Paul had volunteered to be part of a 10-day emergency relief mission to Haiti in May 2010. Four months prior to that, one of the deadliest earthquakes in recorded history had shattered the Caribbean country.
On the second-last day of that mission, one of his Haitian contacts told him: “You can leave Haiti, but Haiti cannot leave you.”
“Those words still ring in my head,” he says.
Those words also acted as the catalyst for an inspirational, company-wide Long View initiative — an initiative called Playgrounds for Haiti.
The next time he heads south, on May 24, Paul will be leading a team of 17 of us that includes mostly Long View staff, along with some of our friends and family members, on a nine-day Playgrounds for Haiti assignment. Our team will be getting our hands dirty by building three school playgrounds around Port-au-Prince, the Haitian capital, on behalf of Haiti Outreach Ministries.
That’s not all. Our amazing Long View staff from across North America have raised the $18,000 needed to purchase the playground equipment in the first place. In fact, those three months’ worth of fundraising efforts were so successful that we raised an extra $7,000. That money will fund an educational summer camp project, called The Long View Summer Camp, organized by Calgary-based charity Reach Haiti.
Now, that is something for us to be truly proud of.
Paul, one of our consultants based in Calgary, has already been to Haiti four times, leading medical, construction, and mental-health teams. He believes Long View’s Playgrounds for Haiti fundraising effort has been nothing less than “incredible.”
“It’s just been a fantastic response. I’ve spoken with (CEO) Don (Bialik) about it, and I’ve told him that he has a lot of people with what I like to call unbridled enthusiasm,” says Paul.

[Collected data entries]
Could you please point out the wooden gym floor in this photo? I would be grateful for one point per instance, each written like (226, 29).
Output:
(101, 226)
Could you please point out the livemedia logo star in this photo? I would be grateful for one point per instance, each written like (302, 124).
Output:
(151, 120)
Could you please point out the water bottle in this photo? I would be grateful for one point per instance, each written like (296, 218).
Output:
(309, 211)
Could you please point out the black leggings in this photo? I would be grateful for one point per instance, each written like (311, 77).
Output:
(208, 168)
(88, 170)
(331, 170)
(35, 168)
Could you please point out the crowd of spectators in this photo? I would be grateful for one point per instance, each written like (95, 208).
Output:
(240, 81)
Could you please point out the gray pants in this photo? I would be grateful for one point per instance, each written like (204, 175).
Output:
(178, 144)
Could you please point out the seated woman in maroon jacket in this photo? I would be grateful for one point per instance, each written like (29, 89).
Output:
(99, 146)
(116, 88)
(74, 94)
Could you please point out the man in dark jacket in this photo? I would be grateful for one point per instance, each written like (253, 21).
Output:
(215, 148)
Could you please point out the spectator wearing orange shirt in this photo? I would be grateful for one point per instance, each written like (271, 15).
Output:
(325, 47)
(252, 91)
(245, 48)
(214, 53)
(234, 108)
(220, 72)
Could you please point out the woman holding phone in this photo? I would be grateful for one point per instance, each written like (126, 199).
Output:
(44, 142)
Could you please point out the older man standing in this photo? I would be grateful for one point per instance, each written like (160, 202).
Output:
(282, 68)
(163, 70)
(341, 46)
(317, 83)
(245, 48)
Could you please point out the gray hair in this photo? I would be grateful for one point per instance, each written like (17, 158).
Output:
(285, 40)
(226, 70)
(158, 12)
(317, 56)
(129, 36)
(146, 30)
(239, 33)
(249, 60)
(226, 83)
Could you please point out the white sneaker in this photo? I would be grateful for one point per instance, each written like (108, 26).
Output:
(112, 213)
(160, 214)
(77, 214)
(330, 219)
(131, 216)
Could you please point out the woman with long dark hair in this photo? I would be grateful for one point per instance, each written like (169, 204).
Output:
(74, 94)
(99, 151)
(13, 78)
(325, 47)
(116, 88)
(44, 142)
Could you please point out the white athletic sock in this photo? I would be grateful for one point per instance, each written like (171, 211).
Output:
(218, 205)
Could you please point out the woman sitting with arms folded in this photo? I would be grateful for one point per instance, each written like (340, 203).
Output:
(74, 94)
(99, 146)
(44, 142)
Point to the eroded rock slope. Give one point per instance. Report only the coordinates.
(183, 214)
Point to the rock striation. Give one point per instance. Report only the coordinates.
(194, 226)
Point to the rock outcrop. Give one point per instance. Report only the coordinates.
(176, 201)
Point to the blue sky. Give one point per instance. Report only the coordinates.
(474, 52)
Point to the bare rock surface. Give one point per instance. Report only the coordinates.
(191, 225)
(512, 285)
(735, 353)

**THE TASK**
Could you copy out the entire Playgrounds for Haiti passage above, word for word?

**SOLUTION FOR THIS PROBLEM**
Paul had volunteered to be part of a 10-day emergency relief mission to Haiti in May 2010. Four months prior to that, one of the deadliest earthquakes in recorded history had shattered the Caribbean country.
On the second-last day of that mission, one of his Haitian contacts told him: “You can leave Haiti, but Haiti cannot leave you.”
“Those words still ring in my head,” he says.
Those words also acted as the catalyst for an inspirational, company-wide Long View initiative — an initiative called Playgrounds for Haiti.
The next time he heads south, on May 24, Paul will be leading a team of 17 of us that includes mostly Long View staff, along with some of our friends and family members, on a nine-day Playgrounds for Haiti assignment. Our team will be getting our hands dirty by building three school playgrounds around Port-au-Prince, the Haitian capital, on behalf of Haiti Outreach Ministries.
That’s not all. Our amazing Long View staff from across North America have raised the $18,000 needed to purchase the playground equipment in the first place. In fact, those three months’ worth of fundraising efforts were so successful that we raised an extra $7,000. That money will fund an educational summer camp project, called The Long View Summer Camp, organized by Calgary-based charity Reach Haiti.
Now, that is something for us to be truly proud of.
Paul, one of our consultants based in Calgary, has already been to Haiti four times, leading medical, construction, and mental-health teams. He believes Long View’s Playgrounds for Haiti fundraising effort has been nothing less than “incredible.”
“It’s just been a fantastic response. I’ve spoken with (CEO) Don (Bialik) about it, and I’ve told him that he has a lot of people with what I like to call unbridled enthusiasm,” says Paul.